▶ **Provided records**
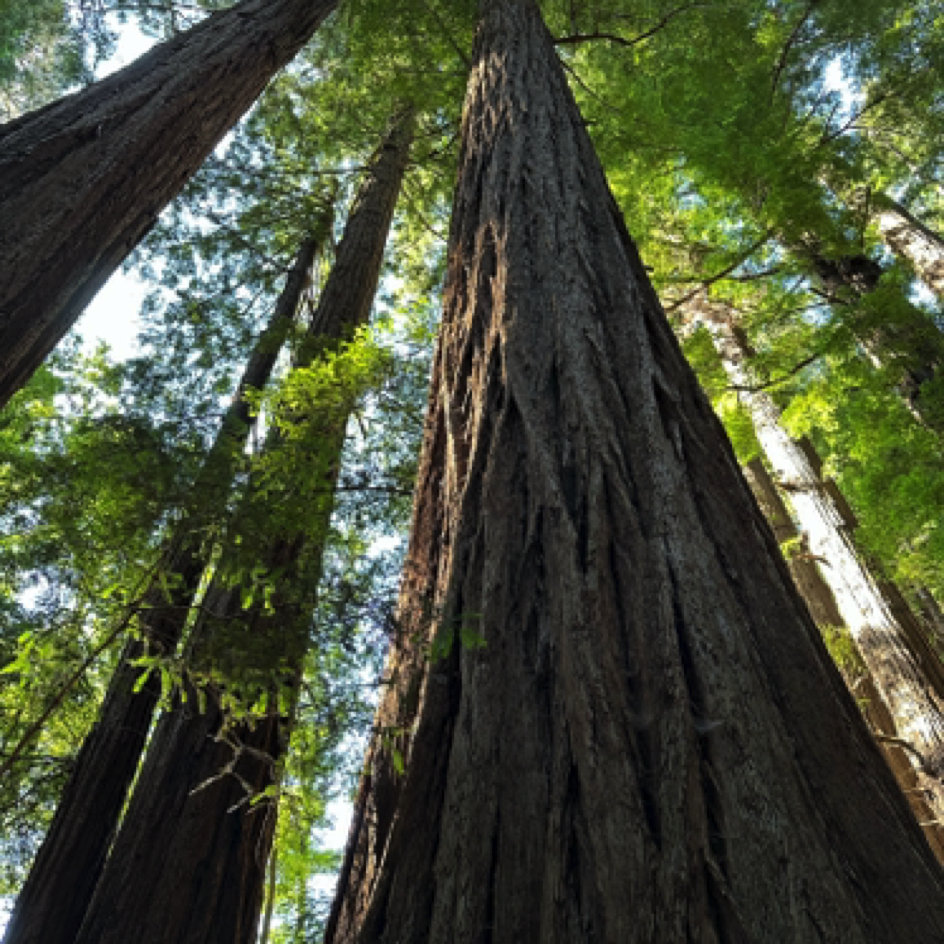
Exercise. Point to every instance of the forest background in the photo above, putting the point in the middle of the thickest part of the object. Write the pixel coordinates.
(744, 168)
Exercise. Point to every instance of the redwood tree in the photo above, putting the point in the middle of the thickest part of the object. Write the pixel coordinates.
(50, 907)
(84, 179)
(189, 861)
(652, 743)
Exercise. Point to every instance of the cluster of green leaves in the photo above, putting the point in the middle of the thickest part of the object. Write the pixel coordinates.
(738, 167)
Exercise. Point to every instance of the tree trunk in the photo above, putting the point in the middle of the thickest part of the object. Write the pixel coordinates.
(819, 598)
(814, 590)
(907, 673)
(189, 861)
(57, 892)
(652, 744)
(911, 240)
(915, 349)
(84, 179)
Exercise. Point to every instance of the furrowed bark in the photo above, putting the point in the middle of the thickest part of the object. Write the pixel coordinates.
(901, 663)
(916, 350)
(653, 744)
(819, 598)
(83, 180)
(189, 861)
(57, 892)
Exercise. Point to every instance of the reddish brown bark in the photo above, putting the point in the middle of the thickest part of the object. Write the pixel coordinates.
(189, 861)
(51, 905)
(653, 744)
(84, 179)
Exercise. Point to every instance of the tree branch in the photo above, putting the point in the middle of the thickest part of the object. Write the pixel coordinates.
(772, 383)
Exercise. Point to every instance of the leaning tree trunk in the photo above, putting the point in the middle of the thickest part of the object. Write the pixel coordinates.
(615, 717)
(53, 901)
(189, 861)
(910, 679)
(819, 598)
(83, 180)
(911, 240)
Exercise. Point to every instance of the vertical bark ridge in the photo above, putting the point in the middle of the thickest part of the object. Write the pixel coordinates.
(189, 861)
(653, 729)
(83, 179)
(57, 892)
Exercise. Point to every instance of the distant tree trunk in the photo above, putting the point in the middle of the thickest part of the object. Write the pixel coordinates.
(652, 744)
(189, 861)
(902, 665)
(819, 598)
(84, 179)
(915, 349)
(911, 240)
(56, 894)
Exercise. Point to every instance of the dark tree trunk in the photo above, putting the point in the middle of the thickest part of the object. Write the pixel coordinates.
(84, 179)
(189, 863)
(900, 660)
(915, 349)
(911, 240)
(819, 598)
(53, 901)
(653, 744)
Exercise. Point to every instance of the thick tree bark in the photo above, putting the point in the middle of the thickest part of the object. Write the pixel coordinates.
(189, 861)
(819, 598)
(903, 666)
(57, 892)
(653, 744)
(911, 240)
(84, 179)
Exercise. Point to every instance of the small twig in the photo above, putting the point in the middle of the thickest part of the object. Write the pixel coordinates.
(772, 383)
(782, 62)
(724, 273)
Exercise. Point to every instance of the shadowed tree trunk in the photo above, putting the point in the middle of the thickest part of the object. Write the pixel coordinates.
(911, 240)
(57, 892)
(819, 598)
(652, 744)
(84, 179)
(915, 348)
(900, 661)
(189, 861)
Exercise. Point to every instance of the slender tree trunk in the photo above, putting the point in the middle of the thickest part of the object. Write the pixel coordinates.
(819, 598)
(188, 864)
(915, 349)
(652, 744)
(84, 179)
(57, 892)
(911, 240)
(814, 590)
(907, 673)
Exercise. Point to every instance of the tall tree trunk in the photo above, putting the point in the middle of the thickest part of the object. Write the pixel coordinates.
(652, 744)
(57, 892)
(907, 673)
(84, 179)
(911, 240)
(189, 861)
(819, 598)
(915, 349)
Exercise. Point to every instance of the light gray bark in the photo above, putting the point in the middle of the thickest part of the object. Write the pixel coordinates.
(189, 860)
(653, 744)
(906, 678)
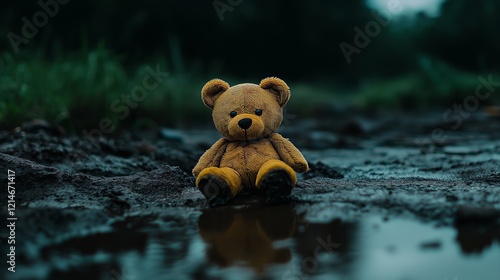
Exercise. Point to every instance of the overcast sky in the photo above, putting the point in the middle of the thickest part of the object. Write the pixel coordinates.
(430, 7)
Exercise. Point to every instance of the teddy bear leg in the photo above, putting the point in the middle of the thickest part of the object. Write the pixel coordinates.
(276, 180)
(219, 185)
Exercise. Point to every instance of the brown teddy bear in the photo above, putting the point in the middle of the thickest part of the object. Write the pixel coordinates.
(251, 155)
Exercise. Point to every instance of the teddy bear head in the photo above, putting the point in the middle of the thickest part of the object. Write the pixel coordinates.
(246, 111)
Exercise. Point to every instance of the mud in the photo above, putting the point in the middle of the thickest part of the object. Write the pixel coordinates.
(103, 198)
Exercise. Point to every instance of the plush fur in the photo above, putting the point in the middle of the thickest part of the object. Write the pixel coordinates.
(251, 155)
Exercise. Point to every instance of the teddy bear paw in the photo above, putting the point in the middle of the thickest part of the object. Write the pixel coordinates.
(215, 190)
(277, 186)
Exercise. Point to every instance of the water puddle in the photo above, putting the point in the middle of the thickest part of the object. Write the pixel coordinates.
(280, 242)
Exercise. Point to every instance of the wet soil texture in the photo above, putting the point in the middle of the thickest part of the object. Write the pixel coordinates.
(112, 207)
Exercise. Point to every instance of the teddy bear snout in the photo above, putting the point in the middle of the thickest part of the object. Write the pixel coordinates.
(245, 123)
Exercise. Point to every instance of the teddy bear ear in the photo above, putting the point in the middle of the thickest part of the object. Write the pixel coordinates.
(278, 87)
(212, 90)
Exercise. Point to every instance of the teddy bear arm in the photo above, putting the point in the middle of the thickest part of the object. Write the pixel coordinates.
(289, 153)
(212, 157)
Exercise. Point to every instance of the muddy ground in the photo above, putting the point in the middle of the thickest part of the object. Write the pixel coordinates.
(79, 195)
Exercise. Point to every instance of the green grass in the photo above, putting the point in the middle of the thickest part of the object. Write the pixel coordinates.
(77, 91)
(434, 84)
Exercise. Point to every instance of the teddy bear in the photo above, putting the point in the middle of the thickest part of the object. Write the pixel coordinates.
(251, 156)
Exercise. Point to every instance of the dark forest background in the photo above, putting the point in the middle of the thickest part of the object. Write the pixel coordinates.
(92, 52)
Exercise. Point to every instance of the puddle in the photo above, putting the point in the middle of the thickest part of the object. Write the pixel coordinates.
(256, 242)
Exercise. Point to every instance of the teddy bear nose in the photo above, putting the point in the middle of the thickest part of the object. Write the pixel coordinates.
(245, 123)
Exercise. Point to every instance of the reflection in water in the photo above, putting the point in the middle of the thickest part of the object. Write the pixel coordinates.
(246, 236)
(474, 238)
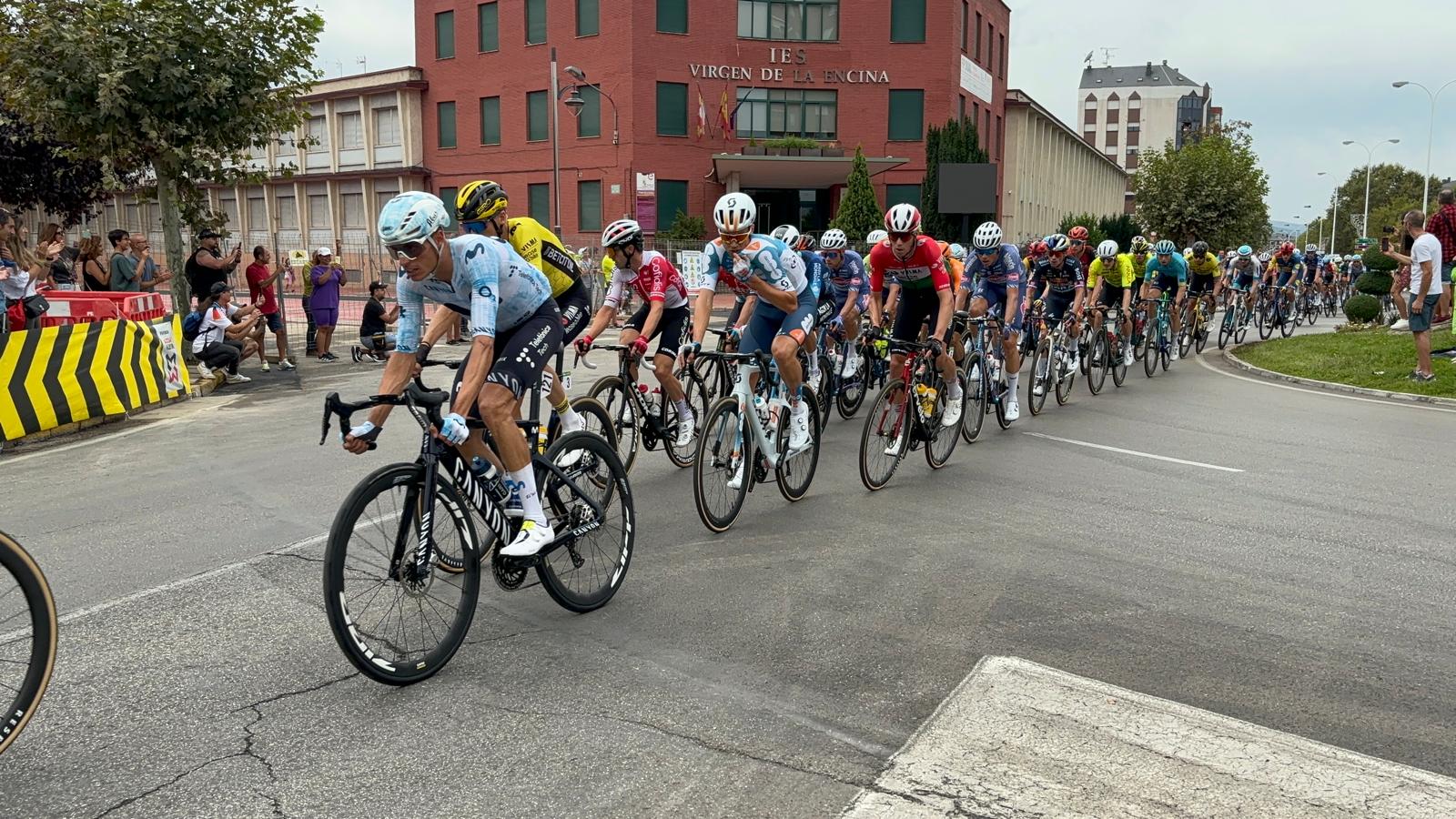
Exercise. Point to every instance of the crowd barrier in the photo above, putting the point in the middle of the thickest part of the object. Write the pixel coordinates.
(63, 375)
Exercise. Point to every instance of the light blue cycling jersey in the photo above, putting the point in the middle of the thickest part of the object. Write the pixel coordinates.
(768, 258)
(491, 281)
(1177, 267)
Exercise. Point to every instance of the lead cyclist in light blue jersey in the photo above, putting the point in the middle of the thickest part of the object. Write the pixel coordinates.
(514, 327)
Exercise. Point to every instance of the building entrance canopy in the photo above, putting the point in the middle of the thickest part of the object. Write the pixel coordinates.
(737, 171)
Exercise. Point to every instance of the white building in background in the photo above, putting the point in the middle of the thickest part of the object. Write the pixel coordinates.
(1132, 108)
(1052, 172)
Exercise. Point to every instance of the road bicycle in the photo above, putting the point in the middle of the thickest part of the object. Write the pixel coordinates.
(906, 416)
(28, 637)
(746, 436)
(402, 562)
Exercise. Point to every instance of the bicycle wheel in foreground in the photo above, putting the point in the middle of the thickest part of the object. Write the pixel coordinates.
(28, 634)
(589, 569)
(399, 627)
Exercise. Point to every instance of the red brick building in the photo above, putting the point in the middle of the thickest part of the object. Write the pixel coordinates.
(844, 73)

▶ **Exercise goal**
Leave out all images, then reproduce the entries above exactly.

▶ **Answer**
Exercise. Point to every instance of the forest background in the photo above, putting the point in the middle of the thickest part of the object. Write the pixel coordinates.
(744, 168)
Exercise. Point to every instance of the redwood tree in the photo above, putting the point in the middle of the thickest part of the object. Write the pixel coordinates.
(50, 907)
(84, 179)
(189, 861)
(652, 743)
Exercise. Point to every instance of the cluster of green leaves in the photo above, putting the point in the middle of the thickest part of the object. Write the pixel coordinates.
(738, 167)
Exercise. Point to every instance of the tree trunk in the photo above, putting the point in the middle of the thickest part of the object. Write the pixel coordinates.
(819, 598)
(814, 590)
(907, 673)
(189, 861)
(57, 892)
(652, 744)
(911, 240)
(915, 349)
(84, 179)
Exercise. Point to every instance of the furrowed bark in the photo above, putting the point in the middle of the thickest part of the object. Write the pixel coordinates.
(901, 663)
(916, 350)
(653, 744)
(819, 598)
(83, 180)
(189, 861)
(57, 892)
Exercise. Point to every instance of the reddish brown bark in the photo above, putting the point in the middle of the thickest part of the object. Write the pixel coordinates.
(189, 861)
(51, 905)
(653, 744)
(84, 179)
Exercise. Point to every instance of the tree branch in the photo above, putting the point in the middle of the thickest part of the object. Write the pixel coordinates.
(772, 383)
Exercise. Point to every instance of the leaning tree trunk in the photo above, putting the point in the middle of the thickest part of the object. Write the pixel coordinates.
(615, 717)
(53, 901)
(189, 861)
(910, 679)
(819, 598)
(83, 180)
(911, 240)
Exercise. Point to every instance of the vertical bark ridge in the photo above, putting the point in the middle of the thickest part of the object. Write the pixel coordinates.
(189, 861)
(653, 729)
(83, 179)
(57, 892)
Exercise. Point to every instance of the distant tree trunk in the photo above, putting the point in the middle of the thickest part of the object. Write the pixel coordinates.
(652, 744)
(189, 861)
(902, 665)
(819, 598)
(84, 179)
(915, 349)
(911, 240)
(56, 894)
Exercise. Point to every instance of the dark tree trunk in the photo above, putting the point in the middle of the thickest part of the object. Write the pixel coordinates.
(84, 179)
(189, 863)
(900, 660)
(915, 349)
(911, 240)
(819, 598)
(53, 901)
(653, 744)
Exercise. Point to every instance of the thick tree bark in the photo above, putting the point in the middle of the thickest part of the object. Write the pixel coordinates.
(189, 861)
(819, 598)
(903, 666)
(57, 892)
(653, 744)
(911, 240)
(84, 179)
Exercise. Point to every instance of the small twig in the photo above, putting the point in the middle of the thickest part of the object. Write the pixel coordinates.
(772, 383)
(782, 62)
(724, 273)
Exercise. Point to every instance of the shadowed tree trunk in the photo above, putting the point in the middle of the thickest part of the object. Write the pixel coordinates.
(911, 240)
(57, 892)
(819, 598)
(652, 744)
(84, 179)
(915, 348)
(900, 661)
(189, 861)
Exercise. Point to every instance of the slender tree trunk in the photo above, putting the point in the middle of the thickest part of the object. Write the pixel coordinates.
(819, 598)
(188, 864)
(915, 349)
(652, 744)
(84, 179)
(57, 892)
(911, 240)
(814, 590)
(907, 673)
Exercise. Point to every instance of the tall tree trunk in the photo above, putting the point in the middle of the thickest part of the object. Write the pixel coordinates.
(652, 744)
(57, 892)
(907, 673)
(84, 179)
(911, 240)
(189, 861)
(819, 598)
(915, 349)
Exercise. Point to every instance of the light gray bark in the photo above, putting the point in the middle of the thickest part of the object. Write the pixel coordinates.
(189, 860)
(653, 744)
(906, 678)
Exercise. Point to every instance of the overcast sky in the photo above, putting the point in the middle of the thickest part of the object. Write the pixel coordinates.
(430, 7)
Exercise. Point to every instance of the teddy bear leg in the photo above, putting the point in the middle of the thickest part of the object. Write the pixel coordinates.
(276, 180)
(219, 185)
Exercise. Point to every instance of the brown teddy bear in the photo above, putting the point in the middle of the thickest part of the object. Write the pixel coordinates.
(251, 155)
Exercise. Point to every instance of the teddy bear head in the photo above, putting the point in the middle of the thickest part of the object. Write the pixel coordinates.
(246, 111)
Exercise. Point to every instance of the mud in the photo above, putting the point in the middle of the thickest part of the object. Write the pixel coordinates.
(103, 198)
Exercise. Point to every instance of the plush fur in the photo above, putting the point in the middle of the thickest part of the object. Write the pixel coordinates.
(251, 155)
Exercise. Point to every instance of the teddy bear paw in the photo above, putting the point in the middle of the thickest part of the object. Write the pixel coordinates.
(215, 190)
(277, 186)
Exercise. Point to every instance of the water puddle in the photo above, putting the point in the middle of the thickest part of the object. Write the pixel coordinates.
(280, 242)
Exercise. Point to every instance of the wet soil texture in the photo above, putting the point in the middle of the thickest part of the object. Write the pixel coordinates.
(112, 207)
Exercise. Point to every instance of the teddy bear snout in the photo above, putting the point in the middle of the thickest part of the object. Write the pixel coordinates.
(245, 123)
Exercise. Point to every instance of the teddy bear ear in the photo above, putting the point in the middle of the thickest part of the object. Write the pixel coordinates.
(278, 87)
(212, 90)
Exercise. Point to every instance of the teddy bear arm in the photo above, putting the point in the middle of the thickest part of the object. Write the pixel coordinates.
(289, 153)
(212, 157)
Exercise. Point to every instance of the muddy ground in the photo above, putting the point in the middle of the thickest part of the object. Write the pixel coordinates.
(79, 195)
Exercise. Point to every instance of the green grass in the photo above, putting the point in the middle of the thickest part of the object. Write the pixel coordinates.
(77, 91)
(434, 84)
Exercise. Point to every instance of the teddy bear in the photo above, putting the point in the middle of the thickest part of the object. Write the pixel coordinates.
(251, 156)
Exercise. Point to every instance of the dark forest background in the photo above, putting the point in the middle of the thickest part of the object. Write the pixel coordinates.
(92, 52)
Exercise. Point to every instance of the puddle in the photo above, putting the point in the middle of the thickest part of the object. Write the pixel coordinates.
(256, 242)
Exercise. Point to every instance of the teddy bear nose in the photo above, putting the point in the middle of the thickest part of the object. Write the pixel coordinates.
(245, 123)
Exercise. Point to every instance of the reflection in water in the photo above, putting the point in the middle of the thickest part of the object. Write the pixel coordinates.
(246, 236)
(474, 238)
Exercise. Point to every instance of the crowd barrier in the photo above, putting the point in the middle of the thickest part of the object. Write the pixel coordinates.
(63, 375)
Exercise. Point to every instance of the light blue cycling jersey in the photo above, putting the point in the middle of the thickest part of the object. Write the pixel coordinates.
(768, 258)
(491, 281)
(1177, 267)
Exercise. Point to every instance of the lead cyclist in light blue jersey in the photo above, putting the point in the middle of the thickest part of the object. Write the pixel coordinates.
(514, 327)
Exercise. Point to every instance of the building entrance canopy in the photo above, putting the point in the middle of the thickest part of the object. Write the pixel coordinates.
(737, 171)
Exercise. Point to every instance of the white building in background in the photo above, putting the point in the middle of the thickest part of the object. Write the pixel coordinates.
(1132, 108)
(1052, 172)
Exercise. Point to every instance of the road bicycle in the photo above, putting the point in the middle of the thickest part of the object. Write the pixel coordinates.
(906, 416)
(28, 637)
(746, 436)
(402, 562)
Exercise. Point to every instance of the bicycle wheel in foreground in the photo above, putting the point in the middle of the thickest part of the object. Write the pixel coordinates.
(28, 634)
(589, 569)
(399, 627)
Exercise. Point to every instance of the red brick building in the photo above, putting the point in the middle of the thickest part of the object. Write the pixel coordinates.
(844, 73)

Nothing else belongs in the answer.